--- Dataset Enclosed Below ---

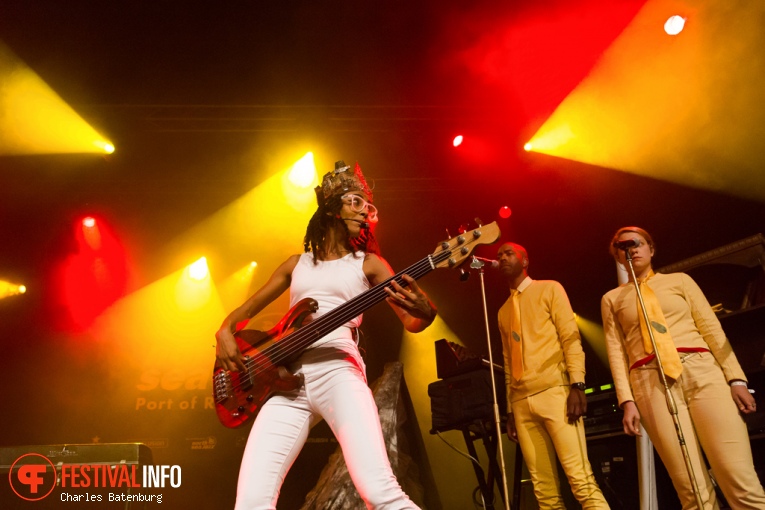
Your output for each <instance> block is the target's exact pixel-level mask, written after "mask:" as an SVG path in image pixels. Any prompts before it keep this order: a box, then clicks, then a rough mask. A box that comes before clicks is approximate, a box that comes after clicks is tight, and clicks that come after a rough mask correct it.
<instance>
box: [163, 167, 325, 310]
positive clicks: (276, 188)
mask: <svg viewBox="0 0 765 510" xmlns="http://www.w3.org/2000/svg"><path fill="white" fill-rule="evenodd" d="M306 158H307V156H304V157H303V159H304V160H305V159H306ZM311 159H312V156H311ZM293 168H294V164H290V165H285V166H284V167H283V170H282V171H280V172H278V173H276V174H275V175H273V176H271V177H270V178H268V179H267V180H265V181H264V182H262V183H261V184H259V185H258V186H256V187H255V188H253V189H252V190H250V191H249V192H248V193H246V194H245V195H244V196H242V197H241V198H239V199H237V200H235V201H234V202H232V203H231V204H229V205H228V206H226V207H224V208H223V209H221V210H219V211H217V212H216V213H214V214H213V215H212V216H210V217H208V218H206V219H205V220H203V221H202V222H201V223H199V224H197V225H195V226H194V227H192V228H191V229H189V230H188V231H187V232H185V233H184V234H182V235H181V236H179V237H178V238H176V239H174V240H172V241H171V242H169V243H168V244H167V245H166V247H165V249H166V252H167V254H168V257H169V258H170V259H172V260H173V261H174V265H175V266H176V267H177V266H178V265H181V264H185V261H186V260H188V259H189V258H191V256H192V254H198V253H205V254H206V255H207V259H208V261H209V263H210V264H211V266H212V267H214V268H225V267H226V266H228V267H232V268H238V267H241V266H242V265H243V264H246V263H249V262H250V261H252V259H253V258H257V260H258V263H259V264H260V265H261V266H263V267H266V268H267V271H266V274H263V275H259V276H263V277H267V276H268V275H269V274H270V272H271V271H273V270H274V269H275V268H276V267H277V266H278V265H279V264H281V263H282V262H284V261H285V260H286V259H287V257H288V256H290V255H293V254H295V253H301V252H302V251H303V237H304V236H305V229H306V226H307V225H308V221H309V220H310V218H311V216H312V215H313V213H314V211H315V210H316V194H315V193H314V191H313V187H314V185H316V184H317V179H316V178H315V176H314V180H313V181H312V182H311V183H310V184H309V185H308V186H307V187H298V186H296V185H294V184H293V183H292V182H291V181H290V179H289V175H290V173H291V171H292V169H293ZM231 271H233V269H231ZM214 272H215V271H214ZM225 274H228V272H226V273H225ZM261 283H262V282H261ZM286 311H287V310H286V309H285V310H283V312H284V313H286Z"/></svg>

--- End of Enclosed Dataset ---

All of the data is to be transcribed exactly, with images omitted.

Your output for each <instance> block is the target's exact pixel-level mask, written after "mask:" as an SVG path in image pixels. Any prompts before it keep this order: a box, then clicks, then a rough mask. A box that comes before clicks is approximate, a box that comes after clicks is tight, and clicks that come after a rough mask correct it.
<instance>
box: [163, 167, 325, 310]
positive clicks: (276, 188)
mask: <svg viewBox="0 0 765 510" xmlns="http://www.w3.org/2000/svg"><path fill="white" fill-rule="evenodd" d="M306 158H307V156H304V157H303V159H304V160H305V159H306ZM311 159H312V156H311ZM293 168H294V164H290V165H285V166H284V167H283V170H282V171H280V172H278V173H276V174H275V175H273V176H271V177H270V178H268V179H267V180H265V181H264V182H262V183H261V184H259V185H258V186H256V187H255V188H253V189H252V190H250V191H249V192H248V193H246V194H245V195H244V196H242V197H241V198H239V199H237V200H235V201H234V202H232V203H231V204H229V205H228V206H226V207H224V208H223V209H221V210H219V211H217V212H216V213H214V214H213V215H212V216H210V217H208V218H206V219H205V220H203V221H202V222H201V223H199V224H197V225H195V226H194V227H192V228H191V229H189V230H188V231H187V232H185V233H184V234H182V235H181V236H179V237H178V238H176V239H174V240H172V241H171V242H169V243H168V244H167V245H166V247H165V249H166V252H167V254H168V257H169V258H170V259H172V260H173V261H174V265H175V266H176V267H177V266H178V265H181V264H185V261H186V260H188V259H189V258H191V256H192V254H198V253H205V254H206V255H207V259H208V261H209V263H210V264H211V266H212V267H214V268H225V267H226V266H228V267H232V268H238V267H241V266H242V265H243V264H246V263H249V262H250V261H252V259H253V258H257V260H258V263H259V264H260V265H261V266H263V267H266V268H267V271H266V274H263V275H259V276H263V277H267V276H268V275H269V274H270V272H271V271H273V270H274V269H275V268H276V267H277V266H278V265H279V264H281V263H282V262H284V261H285V260H286V259H287V257H288V256H290V255H293V254H295V253H301V252H302V251H303V237H304V236H305V229H306V226H307V225H308V221H309V220H310V218H311V216H312V215H313V213H314V211H315V210H316V194H315V193H314V191H313V187H314V185H316V184H317V179H316V178H315V176H314V180H313V181H312V182H311V183H310V184H309V185H308V186H307V187H298V186H296V185H294V184H293V183H292V182H291V181H290V179H289V175H290V173H291V171H292V169H293ZM231 271H233V269H231ZM214 272H215V271H214ZM225 274H228V272H226V273H225ZM261 283H262V282H261ZM286 311H287V310H286V309H285V310H283V312H284V313H286Z"/></svg>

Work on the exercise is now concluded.